* [INSTRUCTIONS TO FOLLOW] Copy out all the records below, swapping "largest disc" for "biggest circle" everywhere and keeping every other word the same. Leave the pictures out.

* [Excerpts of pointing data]
^^^^^^^^^^^^^^^^

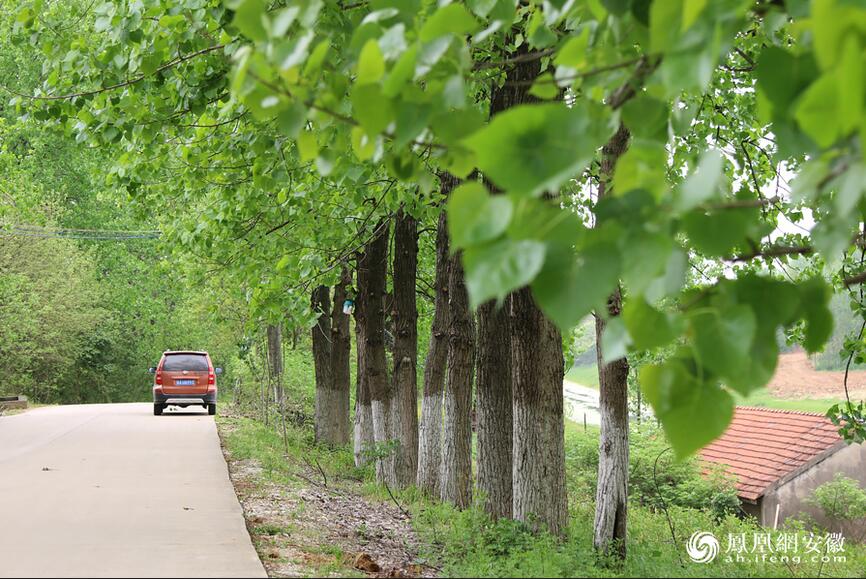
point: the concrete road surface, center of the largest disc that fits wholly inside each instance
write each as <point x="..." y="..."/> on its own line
<point x="581" y="402"/>
<point x="113" y="491"/>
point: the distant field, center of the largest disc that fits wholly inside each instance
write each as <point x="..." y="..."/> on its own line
<point x="586" y="375"/>
<point x="764" y="399"/>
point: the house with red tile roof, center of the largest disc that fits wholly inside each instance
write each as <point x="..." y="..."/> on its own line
<point x="779" y="457"/>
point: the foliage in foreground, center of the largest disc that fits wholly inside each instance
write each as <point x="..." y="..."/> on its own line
<point x="468" y="543"/>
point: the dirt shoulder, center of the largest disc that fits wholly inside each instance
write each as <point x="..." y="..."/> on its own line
<point x="307" y="520"/>
<point x="796" y="377"/>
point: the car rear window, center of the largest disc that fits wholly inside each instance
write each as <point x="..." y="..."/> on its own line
<point x="191" y="362"/>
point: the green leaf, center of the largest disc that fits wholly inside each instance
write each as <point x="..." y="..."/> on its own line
<point x="475" y="216"/>
<point x="703" y="183"/>
<point x="371" y="64"/>
<point x="665" y="24"/>
<point x="308" y="147"/>
<point x="497" y="269"/>
<point x="782" y="76"/>
<point x="371" y="108"/>
<point x="363" y="145"/>
<point x="815" y="299"/>
<point x="648" y="327"/>
<point x="691" y="10"/>
<point x="723" y="338"/>
<point x="291" y="119"/>
<point x="450" y="19"/>
<point x="573" y="53"/>
<point x="645" y="258"/>
<point x="250" y="17"/>
<point x="717" y="233"/>
<point x="646" y="117"/>
<point x="401" y="73"/>
<point x="643" y="166"/>
<point x="615" y="340"/>
<point x="570" y="284"/>
<point x="530" y="149"/>
<point x="818" y="111"/>
<point x="692" y="413"/>
<point x="544" y="87"/>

^^^^^^^^^^^^^^^^

* [PROBLEM SOLUTION]
point: the concrete road surface, center of the biggest circle that fits wholly inside each instance
write each as <point x="..." y="..."/> on its own line
<point x="581" y="402"/>
<point x="113" y="491"/>
point: the distant field, center of the biggest circle that fits wholly inside each instance
write each as <point x="..." y="..."/> on its own line
<point x="586" y="375"/>
<point x="764" y="399"/>
point: the house with red tile roof, center of the biggest circle that fits wholly inside each instance
write each as <point x="..." y="..."/> on its own line
<point x="779" y="457"/>
point: the foliage in foreground, center of the biggest circle that fits wholly inside each instance
write each as <point x="..." y="..."/> on its own line
<point x="468" y="543"/>
point: the dirt shoulder, center of the biggest circle that fits wholly inside each instance
write each as <point x="..." y="..."/> on its own line
<point x="307" y="520"/>
<point x="796" y="377"/>
point: the car rear window, center of the biggest circle that fits wholly inside each instance
write each as <point x="..." y="..."/> on its own line
<point x="191" y="362"/>
point: the green leaf, center of the biggest circle that fits wholly inside each instance
write each as <point x="..." y="..."/> on its own line
<point x="475" y="216"/>
<point x="703" y="183"/>
<point x="371" y="64"/>
<point x="665" y="24"/>
<point x="308" y="147"/>
<point x="497" y="269"/>
<point x="782" y="76"/>
<point x="371" y="108"/>
<point x="363" y="145"/>
<point x="815" y="299"/>
<point x="648" y="327"/>
<point x="691" y="10"/>
<point x="723" y="338"/>
<point x="291" y="119"/>
<point x="450" y="19"/>
<point x="573" y="53"/>
<point x="645" y="258"/>
<point x="250" y="17"/>
<point x="717" y="233"/>
<point x="646" y="117"/>
<point x="401" y="73"/>
<point x="643" y="166"/>
<point x="615" y="340"/>
<point x="570" y="284"/>
<point x="530" y="149"/>
<point x="818" y="111"/>
<point x="692" y="413"/>
<point x="544" y="87"/>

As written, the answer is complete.